■ **Source passage**
Polytopes and Graphs

Polytopes and Graphs

Cambridge University Press, 2024, 480 pp.

Guillermo Pineda Villavicencio

Polytopes, which are $d$-dimensional analogues of convex polygons, have attracted attention for millennia. There are the famous Platonic solids—the tetrahedron, cube, octahedron, dodecahedron, and icosahedron—which appear in popular culture as common shapes for dice used in board games. Salvador Dalí blended religious imagery with a net of a tesseract in his painting Crucifixion (Corpus Hypercubus). The dodecahedron has even appeared at Burning Man in the form of the sculpture Unfolding Humanity; see Figure 1. There is an aesthetic appeal to polytopes; some ascribe an almost supernatural meaning to them. From time to time, they are even useful.

Polytopes have an enormous array of connections to various parts of mathematics. Their symmetries can be encoded by Coxeter groups; they appear in mathematical physics in the form of reflexive polytopes, the amplituhedron AHT14, cosmological polytopes AHBP17, and more; they can be viewed as cell complexes homeomorphic to a ball; and there are a plethora of other combinatorial connections. Learning about polytopes is an adventure, and Polytopes and Graphs provides a map between, well, polytopes and graphs.

■ **Requirements**
Copy the review of Polytopes and Graphs in full, word for word. The data that follows has no connection to the review of Polytopes and Graphs.

■ **Recorded data**
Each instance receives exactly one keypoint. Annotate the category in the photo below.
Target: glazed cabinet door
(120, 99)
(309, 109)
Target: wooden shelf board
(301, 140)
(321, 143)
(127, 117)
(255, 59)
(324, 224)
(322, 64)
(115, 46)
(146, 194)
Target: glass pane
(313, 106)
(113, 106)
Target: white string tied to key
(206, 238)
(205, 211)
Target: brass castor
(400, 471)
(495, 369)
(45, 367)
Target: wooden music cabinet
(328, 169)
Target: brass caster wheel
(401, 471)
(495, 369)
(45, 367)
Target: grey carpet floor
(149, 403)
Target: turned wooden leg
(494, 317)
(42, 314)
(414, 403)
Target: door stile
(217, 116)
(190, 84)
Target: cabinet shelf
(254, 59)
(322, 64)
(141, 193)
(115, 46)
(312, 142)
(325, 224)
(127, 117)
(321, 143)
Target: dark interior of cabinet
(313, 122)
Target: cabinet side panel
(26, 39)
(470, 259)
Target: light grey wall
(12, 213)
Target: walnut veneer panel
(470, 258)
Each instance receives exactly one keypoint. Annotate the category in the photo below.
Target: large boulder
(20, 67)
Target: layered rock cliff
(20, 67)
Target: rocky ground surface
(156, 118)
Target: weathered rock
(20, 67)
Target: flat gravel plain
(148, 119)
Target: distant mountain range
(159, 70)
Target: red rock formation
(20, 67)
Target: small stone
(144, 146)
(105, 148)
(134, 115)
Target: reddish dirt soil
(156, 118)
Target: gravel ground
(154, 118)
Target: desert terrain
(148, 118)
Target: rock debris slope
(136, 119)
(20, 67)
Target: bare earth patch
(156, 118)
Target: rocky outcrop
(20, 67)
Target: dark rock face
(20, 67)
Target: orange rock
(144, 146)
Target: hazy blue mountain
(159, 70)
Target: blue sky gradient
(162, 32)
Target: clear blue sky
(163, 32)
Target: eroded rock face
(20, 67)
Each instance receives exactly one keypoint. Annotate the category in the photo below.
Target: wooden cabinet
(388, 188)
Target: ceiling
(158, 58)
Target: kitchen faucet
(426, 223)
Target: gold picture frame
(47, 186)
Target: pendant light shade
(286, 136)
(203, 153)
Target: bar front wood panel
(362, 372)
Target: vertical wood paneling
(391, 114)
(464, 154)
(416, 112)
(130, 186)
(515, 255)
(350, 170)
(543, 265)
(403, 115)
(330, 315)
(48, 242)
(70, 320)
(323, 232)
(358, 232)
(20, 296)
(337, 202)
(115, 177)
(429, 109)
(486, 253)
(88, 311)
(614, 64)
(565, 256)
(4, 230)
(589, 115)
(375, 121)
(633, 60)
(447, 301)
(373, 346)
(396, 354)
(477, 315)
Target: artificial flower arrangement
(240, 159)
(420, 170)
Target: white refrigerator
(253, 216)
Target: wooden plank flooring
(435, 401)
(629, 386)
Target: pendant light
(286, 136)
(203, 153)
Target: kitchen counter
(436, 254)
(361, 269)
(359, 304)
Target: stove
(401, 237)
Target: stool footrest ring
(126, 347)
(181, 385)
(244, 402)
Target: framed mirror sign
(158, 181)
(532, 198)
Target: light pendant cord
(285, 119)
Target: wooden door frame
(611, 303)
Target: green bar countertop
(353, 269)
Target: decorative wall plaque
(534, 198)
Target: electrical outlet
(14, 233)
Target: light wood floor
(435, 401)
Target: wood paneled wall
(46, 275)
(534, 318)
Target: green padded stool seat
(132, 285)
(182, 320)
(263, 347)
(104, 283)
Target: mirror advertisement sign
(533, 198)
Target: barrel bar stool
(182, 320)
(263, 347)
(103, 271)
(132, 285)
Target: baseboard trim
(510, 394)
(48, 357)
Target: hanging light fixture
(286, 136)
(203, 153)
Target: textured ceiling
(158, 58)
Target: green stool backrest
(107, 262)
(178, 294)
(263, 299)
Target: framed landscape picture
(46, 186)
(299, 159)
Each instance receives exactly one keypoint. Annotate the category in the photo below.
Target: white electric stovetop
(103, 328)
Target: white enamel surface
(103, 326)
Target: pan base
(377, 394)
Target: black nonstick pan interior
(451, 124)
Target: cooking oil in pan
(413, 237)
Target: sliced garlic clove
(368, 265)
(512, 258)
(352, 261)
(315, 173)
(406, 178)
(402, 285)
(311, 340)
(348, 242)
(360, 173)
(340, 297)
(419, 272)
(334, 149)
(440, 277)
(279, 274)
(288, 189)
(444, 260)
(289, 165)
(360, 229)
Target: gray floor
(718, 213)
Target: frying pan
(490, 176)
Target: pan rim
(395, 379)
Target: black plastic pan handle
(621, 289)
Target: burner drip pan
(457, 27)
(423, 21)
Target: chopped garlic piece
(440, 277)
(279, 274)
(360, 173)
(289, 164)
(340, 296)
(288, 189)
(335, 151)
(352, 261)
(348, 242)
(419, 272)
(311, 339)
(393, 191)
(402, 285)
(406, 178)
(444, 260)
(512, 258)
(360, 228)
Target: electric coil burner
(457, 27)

■ **The solution**
Polytopes and Graphs

Polytopes and Graphs

Cambridge University Press, 2024, 480 pp.

Guillermo Pineda Villavicencio

Polytopes, which are $d$-dimensional analogues of convex polygons, have attracted attention for millennia. There are the famous Platonic solids—the tetrahedron, cube, octahedron, dodecahedron, and icosahedron—which appear in popular culture as common shapes for dice used in board games. Salvador Dalí blended religious imagery with a net of a tesseract in his painting Crucifixion (Corpus Hypercubus). The dodecahedron has even appeared at Burning Man in the form of the sculpture Unfolding Humanity; see Figure 1. There is an aesthetic appeal to polytopes; some ascribe an almost supernatural meaning to them. From time to time, they are even useful.

Polytopes have an enormous array of connections to various parts of mathematics. Their symmetries can be encoded by Coxeter groups; they appear in mathematical physics in the form of reflexive polytopes, the amplituhedron AHT14, cosmological polytopes AHBP17, and more; they can be viewed as cell complexes homeomorphic to a ball; and there are a plethora of other combinatorial connections. Learning about polytopes is an adventure, and Polytopes and Graphs provides a map between, well, polytopes and graphs.